#### DATA SECTION ####

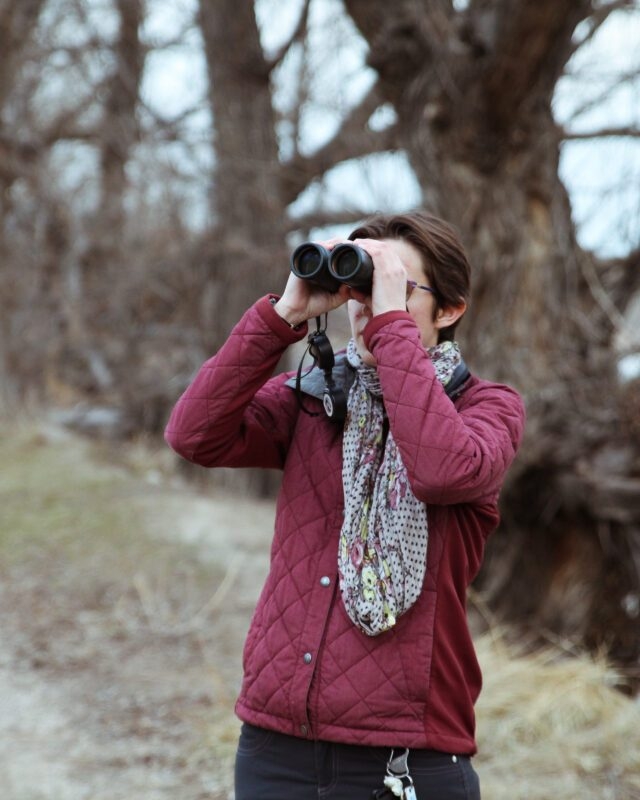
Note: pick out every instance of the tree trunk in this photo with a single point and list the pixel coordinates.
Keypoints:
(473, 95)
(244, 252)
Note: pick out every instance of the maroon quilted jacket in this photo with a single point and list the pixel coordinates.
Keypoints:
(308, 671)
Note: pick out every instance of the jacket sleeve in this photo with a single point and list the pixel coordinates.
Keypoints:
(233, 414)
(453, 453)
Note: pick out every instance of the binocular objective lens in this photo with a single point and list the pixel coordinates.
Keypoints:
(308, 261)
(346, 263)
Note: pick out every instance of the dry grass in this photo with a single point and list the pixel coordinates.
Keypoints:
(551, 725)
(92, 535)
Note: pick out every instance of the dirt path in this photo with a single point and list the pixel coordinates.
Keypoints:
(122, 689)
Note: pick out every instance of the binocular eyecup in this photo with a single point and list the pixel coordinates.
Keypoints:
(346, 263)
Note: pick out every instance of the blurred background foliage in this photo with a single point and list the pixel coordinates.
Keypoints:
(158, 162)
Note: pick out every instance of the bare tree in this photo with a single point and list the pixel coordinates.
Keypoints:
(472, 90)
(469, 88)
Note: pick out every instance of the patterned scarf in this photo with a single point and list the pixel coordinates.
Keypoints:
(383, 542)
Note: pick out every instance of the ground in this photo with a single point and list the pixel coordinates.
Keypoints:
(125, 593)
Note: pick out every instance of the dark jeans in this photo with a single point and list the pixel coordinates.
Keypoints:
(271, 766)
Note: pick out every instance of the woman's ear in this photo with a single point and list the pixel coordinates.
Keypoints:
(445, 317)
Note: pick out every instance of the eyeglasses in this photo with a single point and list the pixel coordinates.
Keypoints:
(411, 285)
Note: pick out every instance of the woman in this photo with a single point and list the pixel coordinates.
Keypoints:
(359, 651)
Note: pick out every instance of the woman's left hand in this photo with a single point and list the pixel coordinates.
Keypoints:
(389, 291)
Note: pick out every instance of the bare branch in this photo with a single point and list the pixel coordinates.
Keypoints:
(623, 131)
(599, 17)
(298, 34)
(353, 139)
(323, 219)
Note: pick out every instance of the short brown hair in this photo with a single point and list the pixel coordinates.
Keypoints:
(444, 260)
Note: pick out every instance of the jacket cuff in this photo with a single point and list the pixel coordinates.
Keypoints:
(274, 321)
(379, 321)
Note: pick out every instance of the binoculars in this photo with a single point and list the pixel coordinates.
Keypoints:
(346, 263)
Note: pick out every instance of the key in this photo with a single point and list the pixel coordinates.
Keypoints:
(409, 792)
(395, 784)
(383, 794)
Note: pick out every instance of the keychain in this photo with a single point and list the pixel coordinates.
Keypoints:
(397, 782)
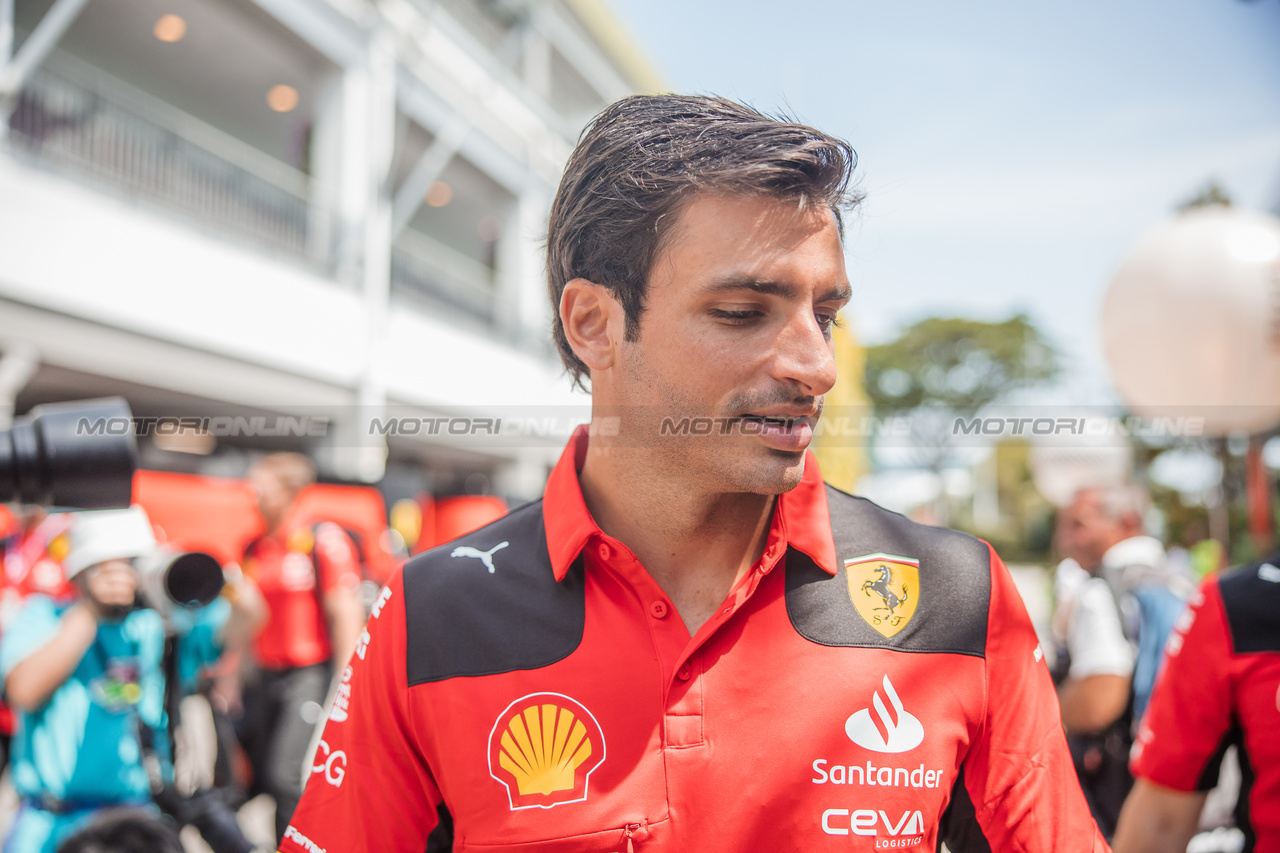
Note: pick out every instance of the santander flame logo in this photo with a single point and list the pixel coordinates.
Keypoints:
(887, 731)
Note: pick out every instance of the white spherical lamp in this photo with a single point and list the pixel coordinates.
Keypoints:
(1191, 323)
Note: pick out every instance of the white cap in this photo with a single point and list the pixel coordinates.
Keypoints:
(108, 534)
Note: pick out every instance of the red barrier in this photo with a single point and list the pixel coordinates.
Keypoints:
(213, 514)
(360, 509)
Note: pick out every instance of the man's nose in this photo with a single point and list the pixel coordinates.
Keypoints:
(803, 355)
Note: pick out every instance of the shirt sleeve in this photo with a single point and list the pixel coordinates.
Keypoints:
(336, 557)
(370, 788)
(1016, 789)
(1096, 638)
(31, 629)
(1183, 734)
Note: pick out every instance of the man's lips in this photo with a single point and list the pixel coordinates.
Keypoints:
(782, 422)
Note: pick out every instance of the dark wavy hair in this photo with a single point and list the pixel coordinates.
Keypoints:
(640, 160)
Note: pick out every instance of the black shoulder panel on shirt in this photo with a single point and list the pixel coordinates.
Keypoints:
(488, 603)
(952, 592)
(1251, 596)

####
#### DATA SECTION ####

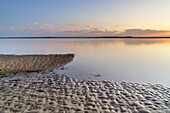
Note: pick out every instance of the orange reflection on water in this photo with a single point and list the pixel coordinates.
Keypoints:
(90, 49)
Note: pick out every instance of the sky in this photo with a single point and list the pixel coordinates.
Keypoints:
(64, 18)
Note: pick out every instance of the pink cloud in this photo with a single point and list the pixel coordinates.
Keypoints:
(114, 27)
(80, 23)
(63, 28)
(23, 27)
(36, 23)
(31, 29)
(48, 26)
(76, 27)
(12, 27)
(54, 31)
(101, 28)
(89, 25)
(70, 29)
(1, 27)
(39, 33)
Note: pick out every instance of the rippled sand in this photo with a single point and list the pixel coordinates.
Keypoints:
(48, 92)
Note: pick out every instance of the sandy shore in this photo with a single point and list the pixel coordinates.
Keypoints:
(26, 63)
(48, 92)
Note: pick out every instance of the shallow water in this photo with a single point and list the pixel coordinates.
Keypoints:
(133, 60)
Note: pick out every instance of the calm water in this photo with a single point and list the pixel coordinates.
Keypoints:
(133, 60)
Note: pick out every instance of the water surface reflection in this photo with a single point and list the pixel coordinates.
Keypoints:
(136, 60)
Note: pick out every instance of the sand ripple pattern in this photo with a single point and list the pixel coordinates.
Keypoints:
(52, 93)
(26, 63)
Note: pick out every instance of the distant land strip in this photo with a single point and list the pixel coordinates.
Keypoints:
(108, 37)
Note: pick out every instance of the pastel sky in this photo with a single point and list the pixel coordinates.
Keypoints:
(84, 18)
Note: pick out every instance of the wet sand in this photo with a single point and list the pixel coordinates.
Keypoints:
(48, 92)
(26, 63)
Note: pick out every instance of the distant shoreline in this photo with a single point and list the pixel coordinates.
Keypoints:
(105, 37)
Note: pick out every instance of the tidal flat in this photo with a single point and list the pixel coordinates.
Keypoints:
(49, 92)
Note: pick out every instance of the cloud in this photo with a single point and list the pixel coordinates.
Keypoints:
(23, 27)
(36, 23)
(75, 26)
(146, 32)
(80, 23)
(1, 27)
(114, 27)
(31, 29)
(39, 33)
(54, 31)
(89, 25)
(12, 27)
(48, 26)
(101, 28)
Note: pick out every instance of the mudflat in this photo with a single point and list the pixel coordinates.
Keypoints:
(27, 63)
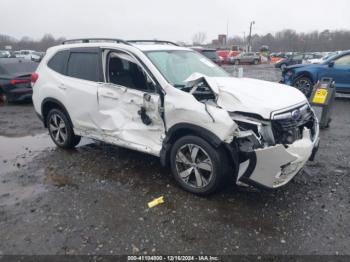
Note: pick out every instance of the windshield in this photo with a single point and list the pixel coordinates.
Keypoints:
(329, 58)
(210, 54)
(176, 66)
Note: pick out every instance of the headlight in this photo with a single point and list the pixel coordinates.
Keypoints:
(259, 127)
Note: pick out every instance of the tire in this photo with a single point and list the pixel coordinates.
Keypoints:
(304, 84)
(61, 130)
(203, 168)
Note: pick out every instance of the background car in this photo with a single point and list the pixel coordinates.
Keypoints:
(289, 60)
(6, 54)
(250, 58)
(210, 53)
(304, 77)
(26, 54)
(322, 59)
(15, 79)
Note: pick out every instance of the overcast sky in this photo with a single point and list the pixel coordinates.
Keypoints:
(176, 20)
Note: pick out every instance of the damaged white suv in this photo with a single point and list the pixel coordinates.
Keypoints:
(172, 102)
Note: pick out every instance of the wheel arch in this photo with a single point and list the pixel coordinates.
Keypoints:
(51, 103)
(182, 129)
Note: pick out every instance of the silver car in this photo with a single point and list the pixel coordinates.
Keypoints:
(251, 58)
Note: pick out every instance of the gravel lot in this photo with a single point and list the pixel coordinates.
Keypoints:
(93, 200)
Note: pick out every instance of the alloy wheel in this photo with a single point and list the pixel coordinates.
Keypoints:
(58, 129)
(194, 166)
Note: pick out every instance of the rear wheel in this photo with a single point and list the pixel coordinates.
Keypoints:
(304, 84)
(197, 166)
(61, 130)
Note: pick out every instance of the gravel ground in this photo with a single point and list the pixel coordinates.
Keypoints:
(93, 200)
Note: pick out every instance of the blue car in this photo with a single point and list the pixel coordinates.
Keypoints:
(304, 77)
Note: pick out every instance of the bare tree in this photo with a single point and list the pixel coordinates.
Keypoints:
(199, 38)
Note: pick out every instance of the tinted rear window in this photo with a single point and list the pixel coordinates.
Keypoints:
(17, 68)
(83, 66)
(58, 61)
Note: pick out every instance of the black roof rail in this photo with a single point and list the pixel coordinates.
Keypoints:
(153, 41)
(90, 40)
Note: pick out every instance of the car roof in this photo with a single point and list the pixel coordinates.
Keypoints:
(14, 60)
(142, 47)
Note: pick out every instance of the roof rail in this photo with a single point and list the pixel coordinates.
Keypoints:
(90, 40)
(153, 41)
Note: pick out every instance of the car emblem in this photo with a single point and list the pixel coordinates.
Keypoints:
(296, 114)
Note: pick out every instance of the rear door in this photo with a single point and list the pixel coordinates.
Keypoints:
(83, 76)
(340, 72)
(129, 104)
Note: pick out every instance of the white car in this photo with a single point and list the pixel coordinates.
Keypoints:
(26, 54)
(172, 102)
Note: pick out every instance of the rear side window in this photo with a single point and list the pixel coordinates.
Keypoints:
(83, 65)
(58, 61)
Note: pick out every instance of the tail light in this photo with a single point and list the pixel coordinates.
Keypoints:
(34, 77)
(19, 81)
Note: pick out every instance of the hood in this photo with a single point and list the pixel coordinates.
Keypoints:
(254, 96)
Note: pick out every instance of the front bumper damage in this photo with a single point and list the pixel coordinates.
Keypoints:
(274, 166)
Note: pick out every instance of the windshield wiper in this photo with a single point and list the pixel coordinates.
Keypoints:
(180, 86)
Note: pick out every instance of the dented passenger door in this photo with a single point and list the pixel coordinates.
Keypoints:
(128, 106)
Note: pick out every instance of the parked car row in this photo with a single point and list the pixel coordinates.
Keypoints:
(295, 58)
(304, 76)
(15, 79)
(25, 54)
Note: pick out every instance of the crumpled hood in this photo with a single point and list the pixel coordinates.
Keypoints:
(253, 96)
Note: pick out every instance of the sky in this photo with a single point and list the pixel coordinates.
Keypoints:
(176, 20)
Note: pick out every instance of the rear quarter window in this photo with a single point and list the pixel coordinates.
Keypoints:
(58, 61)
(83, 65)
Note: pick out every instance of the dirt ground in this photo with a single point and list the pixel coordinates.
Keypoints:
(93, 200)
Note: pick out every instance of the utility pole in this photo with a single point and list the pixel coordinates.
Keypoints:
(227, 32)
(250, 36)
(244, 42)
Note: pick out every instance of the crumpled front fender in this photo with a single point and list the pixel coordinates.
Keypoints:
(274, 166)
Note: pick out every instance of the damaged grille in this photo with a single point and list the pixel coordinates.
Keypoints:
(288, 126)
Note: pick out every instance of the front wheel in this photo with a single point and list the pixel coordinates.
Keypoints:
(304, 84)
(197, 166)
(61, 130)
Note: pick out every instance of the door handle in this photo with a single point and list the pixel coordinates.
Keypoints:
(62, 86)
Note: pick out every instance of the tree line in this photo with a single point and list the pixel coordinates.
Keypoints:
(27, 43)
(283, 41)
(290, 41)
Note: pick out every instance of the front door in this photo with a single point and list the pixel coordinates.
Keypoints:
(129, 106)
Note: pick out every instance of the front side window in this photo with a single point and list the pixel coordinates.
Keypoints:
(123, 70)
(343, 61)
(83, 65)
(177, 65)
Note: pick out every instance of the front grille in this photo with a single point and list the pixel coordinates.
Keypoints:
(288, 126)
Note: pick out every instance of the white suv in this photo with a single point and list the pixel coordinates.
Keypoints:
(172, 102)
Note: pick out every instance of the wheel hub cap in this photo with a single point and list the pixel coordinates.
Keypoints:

####

ASSIGNED TASK: An answer is complete only when it holds every line above containing the string "shirt".

TASK OUTPUT:
Note: pick out every instance of the shirt sleeve in this photo with a single point and list the pixel coordinates.
Note: pick out every instance of the black shoulder panel on shirt in this photo with a single point and list the pixel coordinates.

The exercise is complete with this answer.